* [Problem description]: Report the count of lines in the listing below that include the string "shadow", with no other text.

* [Records for the task]:
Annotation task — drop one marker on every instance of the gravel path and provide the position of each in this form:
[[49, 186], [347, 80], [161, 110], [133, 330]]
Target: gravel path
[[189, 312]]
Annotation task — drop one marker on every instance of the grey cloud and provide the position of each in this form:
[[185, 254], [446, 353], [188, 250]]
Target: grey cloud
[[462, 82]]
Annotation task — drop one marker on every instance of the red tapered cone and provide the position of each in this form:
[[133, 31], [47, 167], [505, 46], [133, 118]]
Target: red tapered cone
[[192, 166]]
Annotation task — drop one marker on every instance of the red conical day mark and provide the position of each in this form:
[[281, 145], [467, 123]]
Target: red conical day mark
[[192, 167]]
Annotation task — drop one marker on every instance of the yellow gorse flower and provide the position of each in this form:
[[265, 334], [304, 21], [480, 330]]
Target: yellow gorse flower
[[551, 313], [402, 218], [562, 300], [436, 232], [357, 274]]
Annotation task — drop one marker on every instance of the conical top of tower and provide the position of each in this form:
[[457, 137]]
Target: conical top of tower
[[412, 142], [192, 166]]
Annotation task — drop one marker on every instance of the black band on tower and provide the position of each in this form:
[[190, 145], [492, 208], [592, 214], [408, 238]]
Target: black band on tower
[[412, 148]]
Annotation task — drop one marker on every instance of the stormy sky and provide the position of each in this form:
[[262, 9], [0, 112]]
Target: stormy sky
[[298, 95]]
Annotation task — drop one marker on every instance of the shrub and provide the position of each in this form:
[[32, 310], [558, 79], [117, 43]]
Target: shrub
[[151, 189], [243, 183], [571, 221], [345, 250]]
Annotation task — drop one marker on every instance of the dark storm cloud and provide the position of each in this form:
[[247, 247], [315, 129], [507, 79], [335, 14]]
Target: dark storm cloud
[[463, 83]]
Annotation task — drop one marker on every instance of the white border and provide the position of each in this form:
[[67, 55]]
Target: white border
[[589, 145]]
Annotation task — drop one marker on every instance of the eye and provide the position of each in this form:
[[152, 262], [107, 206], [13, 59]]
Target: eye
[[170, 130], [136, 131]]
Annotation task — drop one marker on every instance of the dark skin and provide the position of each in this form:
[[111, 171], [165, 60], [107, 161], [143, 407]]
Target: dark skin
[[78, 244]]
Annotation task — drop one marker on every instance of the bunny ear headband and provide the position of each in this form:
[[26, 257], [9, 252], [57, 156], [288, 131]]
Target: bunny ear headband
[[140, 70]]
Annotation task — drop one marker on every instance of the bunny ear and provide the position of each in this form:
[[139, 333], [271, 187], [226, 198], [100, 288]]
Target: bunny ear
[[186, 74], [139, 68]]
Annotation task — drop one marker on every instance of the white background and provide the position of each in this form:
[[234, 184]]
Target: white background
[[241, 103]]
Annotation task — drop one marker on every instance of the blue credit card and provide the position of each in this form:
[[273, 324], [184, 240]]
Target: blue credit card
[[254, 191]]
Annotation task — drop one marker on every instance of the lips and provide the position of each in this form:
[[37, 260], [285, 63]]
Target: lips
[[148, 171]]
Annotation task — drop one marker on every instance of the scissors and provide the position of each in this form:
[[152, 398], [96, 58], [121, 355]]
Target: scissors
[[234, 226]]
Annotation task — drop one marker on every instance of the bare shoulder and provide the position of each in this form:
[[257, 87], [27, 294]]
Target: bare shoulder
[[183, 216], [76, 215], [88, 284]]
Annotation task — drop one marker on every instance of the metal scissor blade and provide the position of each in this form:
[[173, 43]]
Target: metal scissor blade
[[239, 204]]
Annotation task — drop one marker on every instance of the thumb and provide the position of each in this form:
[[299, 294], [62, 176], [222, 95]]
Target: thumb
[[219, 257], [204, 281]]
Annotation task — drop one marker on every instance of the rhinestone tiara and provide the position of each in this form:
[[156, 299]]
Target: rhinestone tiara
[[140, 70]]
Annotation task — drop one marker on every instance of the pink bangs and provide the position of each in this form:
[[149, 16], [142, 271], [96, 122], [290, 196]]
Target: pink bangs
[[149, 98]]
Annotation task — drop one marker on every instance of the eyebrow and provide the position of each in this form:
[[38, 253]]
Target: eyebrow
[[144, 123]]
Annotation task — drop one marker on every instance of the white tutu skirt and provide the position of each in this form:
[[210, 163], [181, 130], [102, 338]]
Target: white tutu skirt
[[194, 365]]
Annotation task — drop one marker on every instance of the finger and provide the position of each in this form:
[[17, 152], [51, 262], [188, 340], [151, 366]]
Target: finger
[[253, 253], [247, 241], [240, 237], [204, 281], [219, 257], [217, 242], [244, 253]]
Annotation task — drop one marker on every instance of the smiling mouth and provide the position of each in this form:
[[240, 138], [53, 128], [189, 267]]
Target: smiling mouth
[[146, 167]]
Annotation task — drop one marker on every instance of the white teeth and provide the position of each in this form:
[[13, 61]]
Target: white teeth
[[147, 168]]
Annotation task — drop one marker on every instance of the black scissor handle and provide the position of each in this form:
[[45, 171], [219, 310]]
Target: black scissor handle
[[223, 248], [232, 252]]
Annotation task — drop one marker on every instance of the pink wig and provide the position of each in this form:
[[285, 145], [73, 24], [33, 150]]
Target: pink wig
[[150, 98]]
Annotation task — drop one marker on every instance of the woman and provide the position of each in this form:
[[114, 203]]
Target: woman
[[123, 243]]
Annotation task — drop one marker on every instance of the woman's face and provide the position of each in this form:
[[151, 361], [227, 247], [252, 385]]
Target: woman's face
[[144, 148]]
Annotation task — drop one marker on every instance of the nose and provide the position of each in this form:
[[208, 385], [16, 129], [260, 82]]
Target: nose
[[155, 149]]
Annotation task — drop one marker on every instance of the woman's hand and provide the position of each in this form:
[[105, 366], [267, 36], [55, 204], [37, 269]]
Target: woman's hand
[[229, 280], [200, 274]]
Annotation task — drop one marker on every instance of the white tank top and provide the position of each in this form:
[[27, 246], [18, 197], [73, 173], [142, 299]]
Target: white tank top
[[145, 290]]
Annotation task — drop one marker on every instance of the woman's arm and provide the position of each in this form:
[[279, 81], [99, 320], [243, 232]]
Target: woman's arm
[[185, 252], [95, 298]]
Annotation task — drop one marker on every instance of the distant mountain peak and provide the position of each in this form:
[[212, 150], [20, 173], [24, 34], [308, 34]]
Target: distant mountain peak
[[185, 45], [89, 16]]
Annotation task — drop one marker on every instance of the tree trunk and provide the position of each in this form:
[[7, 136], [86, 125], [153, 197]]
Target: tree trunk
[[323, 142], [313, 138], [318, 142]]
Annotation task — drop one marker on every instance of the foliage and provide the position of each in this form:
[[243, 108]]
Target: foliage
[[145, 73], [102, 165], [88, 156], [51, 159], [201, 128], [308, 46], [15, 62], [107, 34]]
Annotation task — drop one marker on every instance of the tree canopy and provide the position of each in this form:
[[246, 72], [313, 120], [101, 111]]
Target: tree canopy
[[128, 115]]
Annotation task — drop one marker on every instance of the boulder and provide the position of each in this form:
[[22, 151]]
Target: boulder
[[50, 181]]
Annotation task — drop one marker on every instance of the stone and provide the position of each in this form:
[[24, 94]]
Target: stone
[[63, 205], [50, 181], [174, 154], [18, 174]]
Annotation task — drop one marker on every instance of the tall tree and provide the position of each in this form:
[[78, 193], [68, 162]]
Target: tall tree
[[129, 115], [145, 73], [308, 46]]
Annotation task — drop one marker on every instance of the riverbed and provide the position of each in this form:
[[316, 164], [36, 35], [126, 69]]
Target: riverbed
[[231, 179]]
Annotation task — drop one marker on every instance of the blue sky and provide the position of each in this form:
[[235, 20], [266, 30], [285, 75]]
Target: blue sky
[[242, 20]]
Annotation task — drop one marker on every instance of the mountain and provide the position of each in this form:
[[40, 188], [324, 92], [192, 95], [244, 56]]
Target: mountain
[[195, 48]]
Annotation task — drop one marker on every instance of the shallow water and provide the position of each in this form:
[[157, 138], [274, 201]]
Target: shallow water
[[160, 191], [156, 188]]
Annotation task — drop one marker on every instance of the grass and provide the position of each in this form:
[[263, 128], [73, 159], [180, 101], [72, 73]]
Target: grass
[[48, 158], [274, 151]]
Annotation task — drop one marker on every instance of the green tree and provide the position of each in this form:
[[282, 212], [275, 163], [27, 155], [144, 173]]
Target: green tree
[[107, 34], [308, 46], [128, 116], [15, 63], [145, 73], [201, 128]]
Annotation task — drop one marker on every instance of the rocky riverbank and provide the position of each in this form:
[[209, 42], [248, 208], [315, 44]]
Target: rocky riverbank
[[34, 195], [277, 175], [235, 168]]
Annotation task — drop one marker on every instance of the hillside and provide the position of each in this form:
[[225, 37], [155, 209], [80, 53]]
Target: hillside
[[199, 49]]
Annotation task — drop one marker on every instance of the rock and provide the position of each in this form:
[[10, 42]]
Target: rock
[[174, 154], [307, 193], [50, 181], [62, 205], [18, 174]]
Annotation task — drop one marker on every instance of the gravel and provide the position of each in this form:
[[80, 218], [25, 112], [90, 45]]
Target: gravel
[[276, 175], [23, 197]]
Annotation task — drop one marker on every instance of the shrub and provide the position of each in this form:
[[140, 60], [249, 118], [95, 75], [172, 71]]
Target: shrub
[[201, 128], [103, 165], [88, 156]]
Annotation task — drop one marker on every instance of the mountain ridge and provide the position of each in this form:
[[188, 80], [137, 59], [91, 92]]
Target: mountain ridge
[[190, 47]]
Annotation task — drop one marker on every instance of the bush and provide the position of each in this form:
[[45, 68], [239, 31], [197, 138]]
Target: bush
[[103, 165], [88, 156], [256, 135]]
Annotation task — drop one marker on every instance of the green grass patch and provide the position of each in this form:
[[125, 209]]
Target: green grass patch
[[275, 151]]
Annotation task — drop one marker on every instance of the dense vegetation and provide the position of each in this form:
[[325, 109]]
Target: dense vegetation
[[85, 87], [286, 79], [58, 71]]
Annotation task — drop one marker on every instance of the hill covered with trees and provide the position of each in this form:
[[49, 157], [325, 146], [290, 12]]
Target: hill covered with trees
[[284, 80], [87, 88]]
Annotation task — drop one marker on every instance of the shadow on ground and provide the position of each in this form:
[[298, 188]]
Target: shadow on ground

* [Expected output]: 2